------ Stored data ------
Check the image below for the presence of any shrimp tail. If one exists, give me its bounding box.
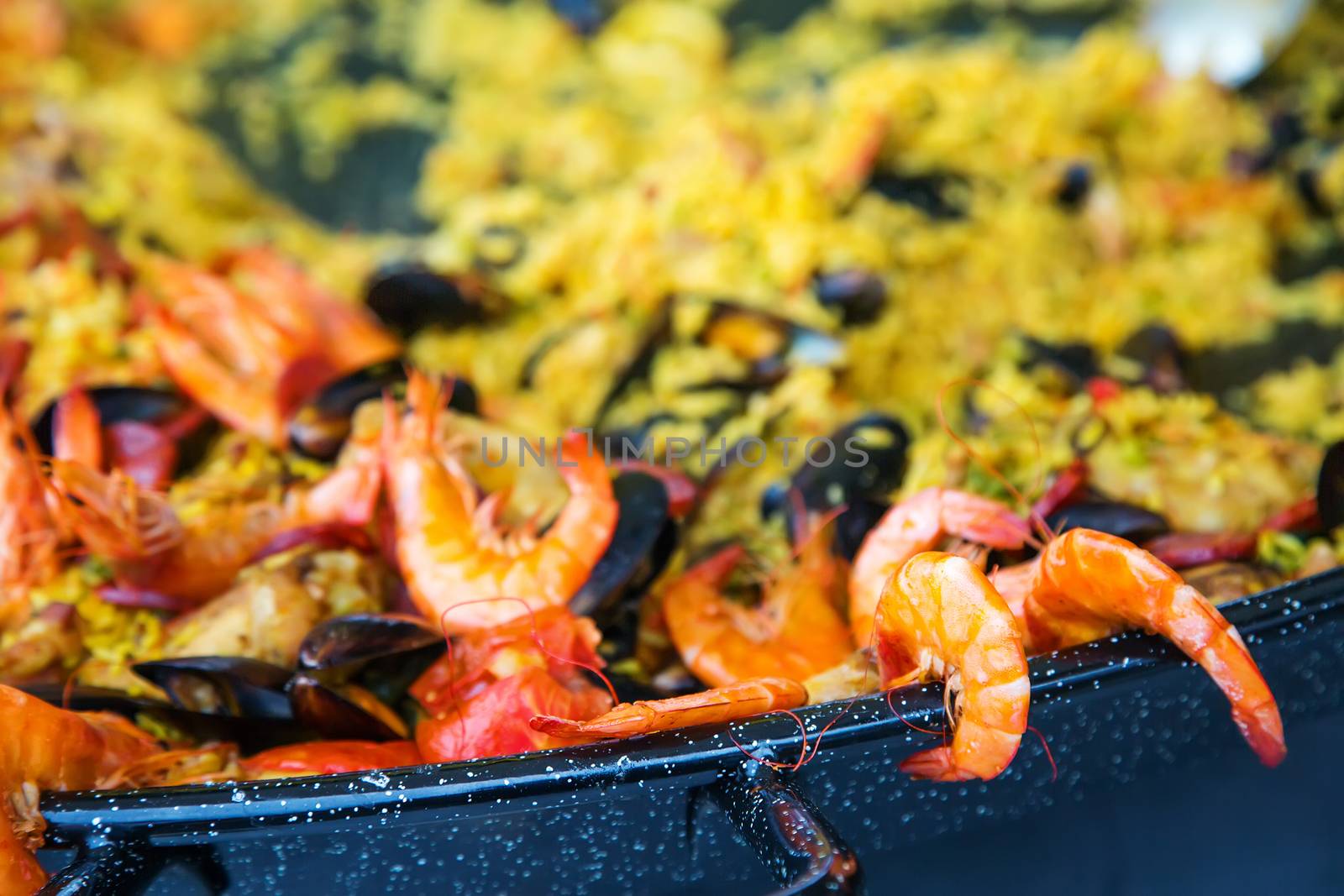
[1024,529,1288,766]
[1163,584,1288,768]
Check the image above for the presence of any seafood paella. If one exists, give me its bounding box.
[0,0,1344,892]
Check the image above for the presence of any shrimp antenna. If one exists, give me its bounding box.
[887,688,948,740]
[1026,726,1059,783]
[728,710,808,771]
[934,376,1053,548]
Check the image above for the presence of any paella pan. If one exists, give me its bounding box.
[0,0,1344,892]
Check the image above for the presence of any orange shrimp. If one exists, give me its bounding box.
[0,685,159,894]
[876,551,1031,780]
[0,406,60,631]
[51,385,102,470]
[51,445,381,603]
[663,533,853,686]
[533,677,808,741]
[412,607,612,762]
[383,372,618,634]
[849,488,1031,646]
[238,740,425,780]
[995,529,1288,766]
[150,249,401,446]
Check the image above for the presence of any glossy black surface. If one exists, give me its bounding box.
[43,571,1344,896]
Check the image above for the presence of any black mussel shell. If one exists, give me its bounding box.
[1116,324,1187,392]
[287,672,407,740]
[298,612,445,672]
[570,471,677,616]
[289,360,479,461]
[1055,161,1093,211]
[867,168,966,220]
[132,657,293,719]
[1315,442,1344,532]
[365,265,488,338]
[811,270,887,325]
[1046,501,1171,542]
[790,414,910,511]
[31,385,218,471]
[547,0,613,36]
[701,301,844,370]
[833,495,891,560]
[20,684,314,753]
[1185,321,1344,398]
[1021,336,1100,387]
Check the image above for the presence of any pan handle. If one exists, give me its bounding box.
[38,838,150,896]
[38,837,228,896]
[712,759,863,896]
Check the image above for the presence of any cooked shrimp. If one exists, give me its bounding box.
[51,387,102,470]
[51,446,381,603]
[533,679,808,740]
[383,374,618,634]
[876,551,1031,780]
[238,740,425,780]
[412,607,612,762]
[150,249,399,446]
[0,406,60,631]
[849,488,1031,646]
[996,529,1288,766]
[663,533,853,686]
[0,685,159,894]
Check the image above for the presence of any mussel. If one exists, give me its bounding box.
[570,473,677,616]
[1180,562,1284,603]
[1046,500,1171,542]
[699,301,844,378]
[761,414,910,558]
[286,614,446,740]
[31,385,218,471]
[1315,441,1344,532]
[1055,161,1093,211]
[132,657,293,720]
[1116,324,1187,394]
[289,360,479,461]
[811,270,887,327]
[867,168,966,220]
[20,684,314,753]
[365,264,491,338]
[286,672,410,740]
[1021,336,1100,387]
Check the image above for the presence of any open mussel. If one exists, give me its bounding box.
[298,612,444,674]
[1315,442,1344,532]
[811,270,887,327]
[289,360,479,461]
[31,385,218,470]
[699,301,844,373]
[365,264,493,338]
[132,657,293,719]
[1046,500,1171,542]
[287,672,410,740]
[286,614,446,740]
[570,473,677,616]
[1180,560,1284,603]
[865,168,966,220]
[20,684,314,753]
[761,414,910,558]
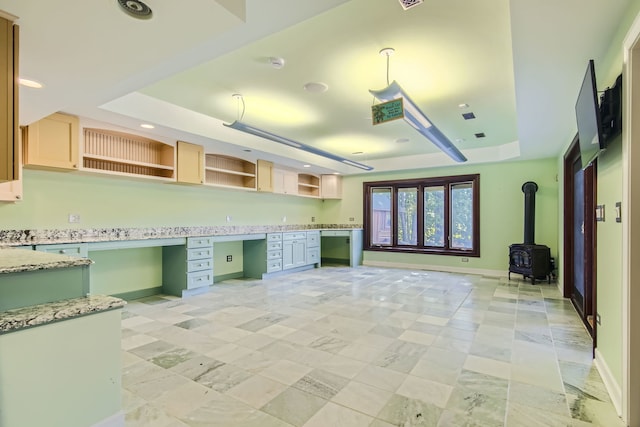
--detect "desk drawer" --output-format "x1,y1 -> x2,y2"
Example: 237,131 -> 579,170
267,259 -> 282,273
267,242 -> 282,251
35,243 -> 89,258
187,247 -> 213,261
187,259 -> 213,273
187,237 -> 213,249
320,230 -> 351,237
282,233 -> 307,240
187,270 -> 213,289
267,233 -> 282,242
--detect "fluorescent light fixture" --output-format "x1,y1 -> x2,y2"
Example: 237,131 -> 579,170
369,81 -> 467,162
223,120 -> 373,171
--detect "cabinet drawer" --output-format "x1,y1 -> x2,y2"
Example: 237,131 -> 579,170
282,233 -> 307,240
267,233 -> 282,242
267,242 -> 282,251
187,259 -> 213,273
321,230 -> 351,237
307,231 -> 320,247
35,243 -> 89,258
307,248 -> 320,264
187,270 -> 213,289
187,247 -> 213,261
187,237 -> 213,249
267,259 -> 282,273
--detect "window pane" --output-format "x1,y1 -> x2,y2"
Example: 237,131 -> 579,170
397,188 -> 418,245
451,182 -> 473,249
424,186 -> 444,248
370,187 -> 391,246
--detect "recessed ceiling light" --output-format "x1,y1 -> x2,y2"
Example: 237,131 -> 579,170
18,78 -> 44,89
303,82 -> 329,93
269,56 -> 284,70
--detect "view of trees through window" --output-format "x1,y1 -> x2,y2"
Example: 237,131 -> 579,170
365,175 -> 480,256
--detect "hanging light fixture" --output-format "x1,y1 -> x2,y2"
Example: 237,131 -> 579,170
223,93 -> 373,171
369,48 -> 467,162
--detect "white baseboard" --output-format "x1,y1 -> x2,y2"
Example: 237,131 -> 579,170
362,260 -> 509,277
91,411 -> 124,427
594,348 -> 622,416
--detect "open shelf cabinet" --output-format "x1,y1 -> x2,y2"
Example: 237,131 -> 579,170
82,128 -> 175,181
204,154 -> 256,190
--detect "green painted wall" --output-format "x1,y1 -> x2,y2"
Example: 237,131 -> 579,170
89,247 -> 162,295
0,170 -> 322,229
321,158 -> 558,272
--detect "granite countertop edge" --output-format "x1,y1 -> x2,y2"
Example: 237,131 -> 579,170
0,295 -> 127,335
0,223 -> 362,247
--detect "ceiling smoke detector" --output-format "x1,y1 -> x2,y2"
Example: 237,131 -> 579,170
118,0 -> 153,19
398,0 -> 424,10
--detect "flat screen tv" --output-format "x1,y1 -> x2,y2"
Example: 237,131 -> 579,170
576,59 -> 606,169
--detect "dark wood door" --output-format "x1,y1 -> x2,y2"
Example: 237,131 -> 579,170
564,138 -> 596,347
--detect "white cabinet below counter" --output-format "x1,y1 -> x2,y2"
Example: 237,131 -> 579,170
243,230 -> 320,279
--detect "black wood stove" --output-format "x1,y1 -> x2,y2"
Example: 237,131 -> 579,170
509,181 -> 552,284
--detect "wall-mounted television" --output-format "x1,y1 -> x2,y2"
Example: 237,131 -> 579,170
576,59 -> 606,169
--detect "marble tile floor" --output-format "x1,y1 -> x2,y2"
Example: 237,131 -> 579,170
122,267 -> 622,427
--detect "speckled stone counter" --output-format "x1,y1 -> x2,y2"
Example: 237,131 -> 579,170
0,223 -> 362,246
0,295 -> 126,334
0,248 -> 92,277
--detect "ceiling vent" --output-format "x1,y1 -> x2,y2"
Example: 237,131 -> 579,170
118,0 -> 153,19
398,0 -> 424,10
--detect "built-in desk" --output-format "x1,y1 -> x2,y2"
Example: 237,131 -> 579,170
320,228 -> 363,267
13,225 -> 363,299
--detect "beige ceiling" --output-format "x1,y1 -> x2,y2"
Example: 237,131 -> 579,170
0,0 -> 630,174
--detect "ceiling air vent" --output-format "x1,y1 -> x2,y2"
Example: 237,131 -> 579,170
398,0 -> 424,10
118,0 -> 153,19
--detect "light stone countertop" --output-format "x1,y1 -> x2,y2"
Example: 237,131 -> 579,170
0,223 -> 362,246
0,295 -> 127,335
0,247 -> 93,278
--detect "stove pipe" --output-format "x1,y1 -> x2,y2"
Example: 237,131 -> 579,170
522,181 -> 538,245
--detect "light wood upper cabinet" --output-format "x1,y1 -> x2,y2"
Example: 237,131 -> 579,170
273,167 -> 298,195
258,160 -> 273,193
23,113 -> 80,170
0,12 -> 20,182
82,128 -> 176,182
320,175 -> 342,199
177,141 -> 204,184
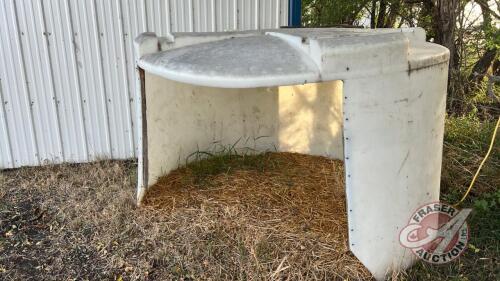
------
> [What you will do]
Rewrite the rows from the start through the line that contains "[43,571,1344,896]", changing "orange shrimp" to "pink shrimp" and keeping everything else the same. Leave out the pictures.

> [Worked solution]
Check the image below for the presence of any shrimp tail. If one exists, give me its bounding box.
[1024,529,1288,766]
[1163,584,1288,768]
Check the image above for the presence of any seafood paella. If one exists, give me its bounding box.
[0,0,1344,892]
Check the image above for the presence of any shrimp antenna. If one exists, give me its bounding box.
[887,688,948,740]
[1026,726,1059,783]
[728,710,808,771]
[934,376,1053,548]
Check the image above for the presence of any paella pan. If one exists, give me its bounding box.
[0,0,1344,892]
Check the image above for the presence of any pink shrimp. If one exists, give me its bounding box.
[0,685,159,894]
[876,551,1031,780]
[0,406,60,631]
[51,385,102,470]
[51,445,381,603]
[663,533,853,686]
[533,677,808,741]
[412,607,612,762]
[383,372,618,634]
[849,488,1031,646]
[238,740,425,780]
[995,529,1288,766]
[150,249,401,446]
Check the image above for the presence of any glossy black surface. If one exists, give me its bounding box.
[43,571,1344,896]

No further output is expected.